== Objetivo do exercício ==
Reescreva o trecho do texto sobre o poder de escolha que começa em "Exercitando o poder" e vai até "não tem cura.", trocando "ator" por "artista".

== Texto fornecido ==
------------------------------------------------------------------------

Exercitando o poder de escolha

Assim, fugindo um pouco da premissa do blog – de vez em quando, eu fico sem assunto – outro dia, eu assisti uma entrevista com o ator Michael J. Fox, aquele eterno molequinho da triologia cinematográfica “De Volta Para o Futuro”.

Como muita gente sabe, ele deixou um pouco a carreira de ator de cinema de lado para dedicar-se à pesquisa contra o Mal de Parkinson, doença que ele tem.  Em dado momento da entrevista, o entrevistador perguntou a ele se tinha aceitado bem a condição dele, já que essa doença ainda não tem cura.

Ele respondeu que existe diferença entre aceitação e resignação. Que ele aceitava sim o fato que tinha Mal de Parkinson. Mas, que não estava resignado achando que tinha que ter isso para sempre.

Fiquei pensando nessa frase um tempão. Porque perder a audição certamente não é escolha de ninguém. Por mais que algumas pessoas falem “tem horas que eu gostaria de ser surdo” ela refere-se que gostaria de não precisar ouvir dadas coisas (algum estilo musical detestado ou o barulho da obra incessante do vizinho) mas duvido MUITO que alguém gostaria de perder a audição de bom grado.  Pois isso significa também ser privado de um monte de outras coisas fundamentais e ser enviado a uma reclusão de silêncio involuntário que simplesmente nos desconecta do mundo ao redor, porque é pela audição que fazemos uma ligação coletiva uns com os outros.

------------------------------------------------------------------------

== Itens fornecidos ==
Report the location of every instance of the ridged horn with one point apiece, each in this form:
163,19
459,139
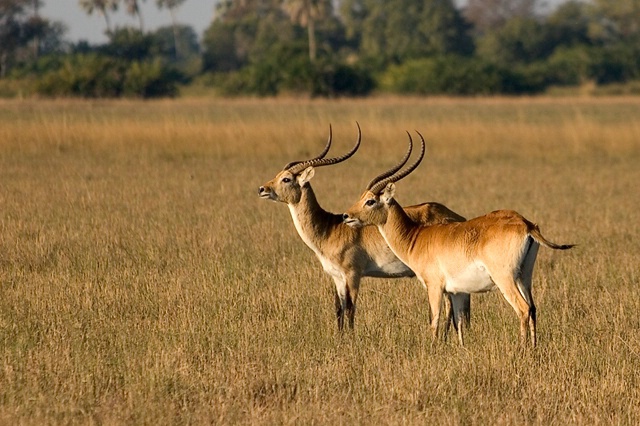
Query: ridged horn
394,168
318,162
322,154
377,187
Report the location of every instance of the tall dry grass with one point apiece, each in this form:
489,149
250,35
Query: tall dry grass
142,280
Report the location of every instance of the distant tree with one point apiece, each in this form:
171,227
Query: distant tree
397,30
569,24
133,9
244,31
519,40
103,7
172,6
616,20
488,15
306,13
24,34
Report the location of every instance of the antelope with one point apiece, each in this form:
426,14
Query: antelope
347,254
498,249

------------------------------------------------------------------------

== Resultado da tarefa ==
Exercitando o poder de escolha

Assim, fugindo um pouco da premissa do blog – de vez em quando, eu fico sem assunto – outro dia, eu assisti uma entrevista com o artista Michael J. Fox, aquele eterno molequinho da triologia cinematográfica “De Volta Para o Futuro”.

Como muita gente sabe, ele deixou um pouco a carreira de artista de cinema de lado para dedicar-se à pesquisa contra o Mal de Parkinson, doença que ele tem.  Em dado momento da entrevista, o entrevistador perguntou a ele se tinha aceitado bem a condição dele, já que essa doença ainda não tem cura.